--- start of Material for this exercise ---
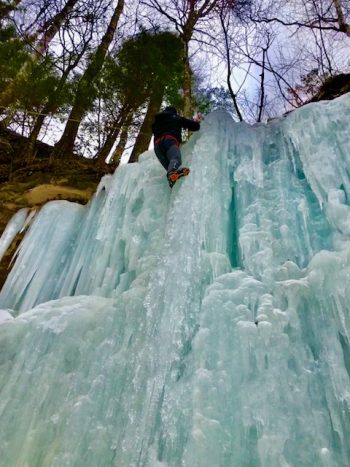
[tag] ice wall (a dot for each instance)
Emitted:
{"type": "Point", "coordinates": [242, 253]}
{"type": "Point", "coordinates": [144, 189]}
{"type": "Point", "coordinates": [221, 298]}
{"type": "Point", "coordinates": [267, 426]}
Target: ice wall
{"type": "Point", "coordinates": [204, 326]}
--- end of Material for this exercise ---
== Task prompt ==
Rewrite the records above with "ice wall" changed to "glacier face" everywhere it appears and nothing else altered. Omit the pictures.

== Final answer ==
[tag] glacier face (a dot for each instance)
Emitted:
{"type": "Point", "coordinates": [242, 253]}
{"type": "Point", "coordinates": [144, 189]}
{"type": "Point", "coordinates": [221, 298]}
{"type": "Point", "coordinates": [267, 426]}
Target: glacier face
{"type": "Point", "coordinates": [204, 326]}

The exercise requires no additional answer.